Para além das cachoeiras, a morte rondava a expedição de maneira constante. No dia 15 de abril, por exemplo, segundo o sargento-mor, "amanhecemos como quem passou uma noite tão tenebrosa e perigosa, e achamos uma criança morta à qual se deu sepultura no mato, amanhecendo uns com fome e todos molhados de chuva". Mais adiante, já às margens do Iguatemi, a narrativa de Juzarte ganha dramaticidade ao relatar o terrível ciclo de doenças, fome e pragas de bichos que agravava a situação.
Em agosto de 1769, o precário acampamento foi atacado por uma sequência de seis "imundícias": primeiro "uma quantidade de ratos", depois pulgas, terceiro "uns bichos grandes felpudos, nojentos e muito moles", quarto uma "imensidade de baratas", quinto grilos que "roeram e despedaçaram com grande estrago toda a roupa de todos os povoadores" e, finalmente, nuvens de gafanhotos que "escureciam o sol", à semelhança de "coisas sobrenaturais". Nessa conjuntura, a fome chegou a um ponto crítico: "a ração não excedia a um prato de feijão para dez dias para cada pessoa, e outro de milho, e nada mais". Nessas condições, seis meses após partir de Araritaguaba, haviam morrido 37 pessoas e mais de 60 encontravam-se gravemente doentes.
Outra ameaça que rondava a expedição era o permanente espectro de um ataque indígena. Mas, se Juzarte evoca com habilidade o pavor que se tinha dos índios, a descrição dos povos nativos em si é decepcionante, muito inferior a outros relatos coevos. O "Diário" faz menção casual da presença de índios Cauã (caiová) e Cavaleiros (guaicuru) nas imediações de Iguatemi, porém quando descreve em maiores detalhes os aspectos dos índios inimigos, parece tratar-se de grupos "coroados" (kaingang, ofaié ou caiapó do sul), pois "têm na cabeça uma coroa à semelhança de Frade Bento". Ao que parece, Juzarte só conhecia os índios da expedição, em sua maioria bororos, grupo que havia se juntado aos paulistas desde a década de 1730 para combater os caiapós; muito provavelmente, era do ponto de vista desses bororos que vinha a imagem dos bárbaros inimigos. De qualquer modo, o contato com vestígios de roupas "com as roturas das flechas e também untadas de sangue" foi próximo o suficiente para o sargento-mor.

Emocionante aventura

Ao cabo dessa "viagem tão impertinente, tão perigosa e tão dilatada", o leitor se sente recompensado por ter acompanhado o sargento-mor numa emocionante aventura pela acidentada e encachoeirada história da expansão territorial. Esta nova edição, organizada pelo historiador portofelicense Jonas Soares de Souza e por Miyoko Makino, do Museu Paulista, traz ainda uma reprodução integral do manuscrito, complementado pelo antes inédito "Plano em Borrão de Todos os Rios e Todas as Cachoeiras", elaborado por Juzarte para acompanhar o seu "Diário". Documento insólito, o "Plano em Borrão" inclui mais de 50 estampas aquareladas, esmiuçando o curso dos rios entre Araritaguaba e Iguatemi.

### RESOLVA O SEGUINTE
a - Segundo o texto sobre a expedição de Juzarte, quantas pessoas haviam morrido seis meses após a partida de Araritaguaba?
b - Por favor, devolva o trecho do texto sobre a expedição de Juzarte que vai de "Em agosto de" até "encontravam-se gravemente doentes.", inclusive.
c - Escreva a continuação do texto sobre a expedição de Juzarte a partir do ponto em que ele termina.
Os registros são um material separado do texto sobre a expedição de Juzarte.

### INFORMAÇÕES EXIBIDAS
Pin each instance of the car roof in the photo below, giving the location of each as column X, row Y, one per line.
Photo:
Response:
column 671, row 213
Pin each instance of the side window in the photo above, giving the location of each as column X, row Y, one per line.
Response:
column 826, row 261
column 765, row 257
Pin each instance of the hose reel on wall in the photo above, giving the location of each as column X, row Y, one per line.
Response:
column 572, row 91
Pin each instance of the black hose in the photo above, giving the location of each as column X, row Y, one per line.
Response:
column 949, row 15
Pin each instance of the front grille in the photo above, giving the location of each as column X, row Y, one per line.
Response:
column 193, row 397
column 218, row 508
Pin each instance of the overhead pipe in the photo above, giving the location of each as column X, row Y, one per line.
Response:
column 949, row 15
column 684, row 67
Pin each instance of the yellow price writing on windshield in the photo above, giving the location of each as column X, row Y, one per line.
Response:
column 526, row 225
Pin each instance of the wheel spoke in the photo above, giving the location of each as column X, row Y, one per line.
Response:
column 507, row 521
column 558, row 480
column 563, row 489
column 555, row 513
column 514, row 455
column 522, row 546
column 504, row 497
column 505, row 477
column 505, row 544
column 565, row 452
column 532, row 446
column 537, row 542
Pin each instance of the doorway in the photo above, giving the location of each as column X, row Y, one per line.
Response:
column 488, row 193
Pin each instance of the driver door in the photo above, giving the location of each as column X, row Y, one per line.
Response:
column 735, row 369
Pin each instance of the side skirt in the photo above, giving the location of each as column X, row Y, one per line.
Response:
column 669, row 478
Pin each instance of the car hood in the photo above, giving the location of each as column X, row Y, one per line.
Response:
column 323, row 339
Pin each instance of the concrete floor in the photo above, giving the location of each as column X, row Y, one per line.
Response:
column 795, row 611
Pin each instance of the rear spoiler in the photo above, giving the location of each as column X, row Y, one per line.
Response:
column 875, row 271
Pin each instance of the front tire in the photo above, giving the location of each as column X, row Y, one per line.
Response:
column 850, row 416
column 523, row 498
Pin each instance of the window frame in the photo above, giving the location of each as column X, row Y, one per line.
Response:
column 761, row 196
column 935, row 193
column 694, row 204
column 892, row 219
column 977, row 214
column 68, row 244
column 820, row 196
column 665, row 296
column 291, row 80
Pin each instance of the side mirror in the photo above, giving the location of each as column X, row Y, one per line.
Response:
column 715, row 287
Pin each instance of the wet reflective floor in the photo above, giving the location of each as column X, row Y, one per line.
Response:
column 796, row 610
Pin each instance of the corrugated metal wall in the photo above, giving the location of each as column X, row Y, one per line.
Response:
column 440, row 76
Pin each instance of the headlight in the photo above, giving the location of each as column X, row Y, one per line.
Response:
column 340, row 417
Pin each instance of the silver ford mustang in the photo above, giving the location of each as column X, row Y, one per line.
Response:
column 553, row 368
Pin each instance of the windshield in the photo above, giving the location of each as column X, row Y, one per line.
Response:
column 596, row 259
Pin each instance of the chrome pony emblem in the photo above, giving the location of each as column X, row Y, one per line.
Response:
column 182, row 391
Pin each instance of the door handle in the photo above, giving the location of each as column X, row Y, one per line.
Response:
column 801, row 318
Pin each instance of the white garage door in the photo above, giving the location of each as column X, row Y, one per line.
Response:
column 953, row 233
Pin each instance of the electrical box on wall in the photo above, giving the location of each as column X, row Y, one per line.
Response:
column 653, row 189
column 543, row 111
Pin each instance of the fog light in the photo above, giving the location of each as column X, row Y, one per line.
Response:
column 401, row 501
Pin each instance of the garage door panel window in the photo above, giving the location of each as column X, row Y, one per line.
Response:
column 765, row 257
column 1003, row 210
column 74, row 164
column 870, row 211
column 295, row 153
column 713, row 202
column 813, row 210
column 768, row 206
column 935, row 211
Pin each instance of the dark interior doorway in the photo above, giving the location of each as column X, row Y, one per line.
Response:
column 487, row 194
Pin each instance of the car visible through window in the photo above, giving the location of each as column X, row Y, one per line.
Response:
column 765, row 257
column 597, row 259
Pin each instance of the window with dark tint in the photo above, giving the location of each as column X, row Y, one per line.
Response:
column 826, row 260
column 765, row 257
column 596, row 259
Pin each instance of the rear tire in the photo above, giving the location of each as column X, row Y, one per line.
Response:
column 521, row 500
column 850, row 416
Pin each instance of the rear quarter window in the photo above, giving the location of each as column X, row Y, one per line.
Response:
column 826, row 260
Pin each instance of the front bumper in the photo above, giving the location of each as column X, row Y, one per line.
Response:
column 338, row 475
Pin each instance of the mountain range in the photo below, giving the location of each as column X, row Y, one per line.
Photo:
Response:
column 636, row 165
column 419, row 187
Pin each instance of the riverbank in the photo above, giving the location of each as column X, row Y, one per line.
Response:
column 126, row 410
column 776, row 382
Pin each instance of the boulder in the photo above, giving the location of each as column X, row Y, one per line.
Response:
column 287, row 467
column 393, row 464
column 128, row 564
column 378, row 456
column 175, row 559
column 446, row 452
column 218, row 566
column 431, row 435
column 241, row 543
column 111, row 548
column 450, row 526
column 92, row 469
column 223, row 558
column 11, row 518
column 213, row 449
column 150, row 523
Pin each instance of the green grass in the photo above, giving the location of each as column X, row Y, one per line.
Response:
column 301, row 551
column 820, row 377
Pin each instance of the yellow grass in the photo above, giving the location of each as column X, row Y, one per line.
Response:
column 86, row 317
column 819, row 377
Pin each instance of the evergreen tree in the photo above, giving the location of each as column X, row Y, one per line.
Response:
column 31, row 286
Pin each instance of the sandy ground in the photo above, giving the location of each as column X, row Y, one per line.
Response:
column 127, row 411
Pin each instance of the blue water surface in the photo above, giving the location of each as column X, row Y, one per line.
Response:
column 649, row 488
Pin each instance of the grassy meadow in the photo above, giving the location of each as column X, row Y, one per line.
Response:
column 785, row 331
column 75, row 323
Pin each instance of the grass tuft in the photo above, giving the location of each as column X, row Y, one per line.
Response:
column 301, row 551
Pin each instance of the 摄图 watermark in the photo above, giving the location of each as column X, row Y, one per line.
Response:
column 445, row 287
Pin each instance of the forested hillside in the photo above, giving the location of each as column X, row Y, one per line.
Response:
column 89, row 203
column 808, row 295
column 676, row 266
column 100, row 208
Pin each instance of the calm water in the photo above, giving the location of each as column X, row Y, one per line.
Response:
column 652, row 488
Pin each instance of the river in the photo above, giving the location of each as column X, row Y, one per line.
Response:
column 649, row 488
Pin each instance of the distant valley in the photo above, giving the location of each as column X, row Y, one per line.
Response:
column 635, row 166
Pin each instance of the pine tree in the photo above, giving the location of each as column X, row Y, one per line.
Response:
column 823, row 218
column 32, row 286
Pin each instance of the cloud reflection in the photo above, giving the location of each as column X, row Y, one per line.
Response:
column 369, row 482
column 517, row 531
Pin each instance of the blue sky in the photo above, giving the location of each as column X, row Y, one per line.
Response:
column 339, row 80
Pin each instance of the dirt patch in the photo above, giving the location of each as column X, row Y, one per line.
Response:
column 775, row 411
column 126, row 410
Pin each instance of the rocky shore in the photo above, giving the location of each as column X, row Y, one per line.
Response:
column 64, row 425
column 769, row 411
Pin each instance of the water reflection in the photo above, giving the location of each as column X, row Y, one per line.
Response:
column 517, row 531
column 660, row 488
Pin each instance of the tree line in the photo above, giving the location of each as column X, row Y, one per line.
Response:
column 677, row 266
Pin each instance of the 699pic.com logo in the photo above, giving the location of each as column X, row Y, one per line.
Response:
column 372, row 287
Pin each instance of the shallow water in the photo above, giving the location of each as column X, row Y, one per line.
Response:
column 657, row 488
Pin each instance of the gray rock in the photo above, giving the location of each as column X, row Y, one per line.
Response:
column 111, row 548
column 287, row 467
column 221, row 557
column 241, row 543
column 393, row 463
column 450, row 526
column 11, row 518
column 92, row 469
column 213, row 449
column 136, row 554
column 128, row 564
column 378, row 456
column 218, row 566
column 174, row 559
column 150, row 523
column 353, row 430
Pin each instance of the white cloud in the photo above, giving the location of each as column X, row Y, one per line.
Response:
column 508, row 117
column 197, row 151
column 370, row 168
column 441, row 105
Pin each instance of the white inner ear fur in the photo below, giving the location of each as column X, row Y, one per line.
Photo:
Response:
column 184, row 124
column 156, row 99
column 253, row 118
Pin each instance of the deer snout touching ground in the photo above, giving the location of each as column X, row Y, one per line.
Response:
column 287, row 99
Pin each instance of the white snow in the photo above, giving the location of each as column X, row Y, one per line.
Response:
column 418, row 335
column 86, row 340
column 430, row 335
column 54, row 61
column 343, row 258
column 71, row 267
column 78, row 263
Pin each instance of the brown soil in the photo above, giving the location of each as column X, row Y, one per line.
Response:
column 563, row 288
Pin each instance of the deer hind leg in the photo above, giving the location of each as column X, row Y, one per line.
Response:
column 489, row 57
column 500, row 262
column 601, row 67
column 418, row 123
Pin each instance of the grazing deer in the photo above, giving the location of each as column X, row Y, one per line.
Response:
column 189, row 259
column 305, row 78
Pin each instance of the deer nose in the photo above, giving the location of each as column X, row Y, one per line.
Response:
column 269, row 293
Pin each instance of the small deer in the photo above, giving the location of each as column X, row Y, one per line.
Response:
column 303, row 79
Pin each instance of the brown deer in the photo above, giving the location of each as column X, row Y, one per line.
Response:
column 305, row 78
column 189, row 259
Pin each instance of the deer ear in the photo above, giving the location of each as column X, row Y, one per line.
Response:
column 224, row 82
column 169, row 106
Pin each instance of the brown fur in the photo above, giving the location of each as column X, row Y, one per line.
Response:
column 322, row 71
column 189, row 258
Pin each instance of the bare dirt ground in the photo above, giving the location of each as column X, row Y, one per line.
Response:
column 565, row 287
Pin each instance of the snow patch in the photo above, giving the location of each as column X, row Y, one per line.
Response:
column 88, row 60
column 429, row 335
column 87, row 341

### RESPOSTAS POR TAREFA
a - Haviam morrido 37 pessoas.

b -
Em agosto de 1769, o precário acampamento foi atacado por uma sequência de seis "imundícias": primeiro "uma quantidade de ratos", depois pulgas, terceiro "uns bichos grandes felpudos, nojentos e muito moles", quarto uma "imensidade de baratas", quinto grilos que "roeram e despedaçaram com grande estrago toda a roupa de todos os povoadores" e, finalmente, nuvens de gafanhotos que "escureciam o sol", à semelhança de "coisas sobrenaturais". Nessa conjuntura, a fome chegou a um ponto crítico: "a ração não excedia a um prato de feijão para dez dias para cada pessoa, e outro de milho, e nada mais". Nessas condições, seis meses após partir de Araritaguaba, haviam morrido 37 pessoas e mais de 60 encontravam-se gravemente doentes.

c -
As primeiras estampas são de grande interesse, pois identificam um número considerável de sítios espalhados ao longo do rio Tietê, demarcando a marcha do povoamento. Também cabe destacar o valor estético e iconográfico das últimas duas estampas, onde a cartografia dos rios é enquadrada por uma borda cuidadosamente estilizada e digna de um estudo à parte.
Esta nova edição do "Diário da Navegação" representa uma sensível melhora em relação às edições anteriores, inclusive a versão publicada em 1999 pela Editora da Unicamp, que, apesar de organizada pelo mesmo Jonas Soares de Souza, foi elaborada de maneira pouco cuidadosa. A transcrição foi revista, retificando os erros e a falta de consistência ortográfica que maculam as outras edições, o que torna a leitura mais fácil e agradável. Ainda assim, persistem algumas imperfeições. Os critérios adotados para a atualização da ortografia e da gramática (sobretudo na supressão e acréscimo de vírgulas) são pouco claros.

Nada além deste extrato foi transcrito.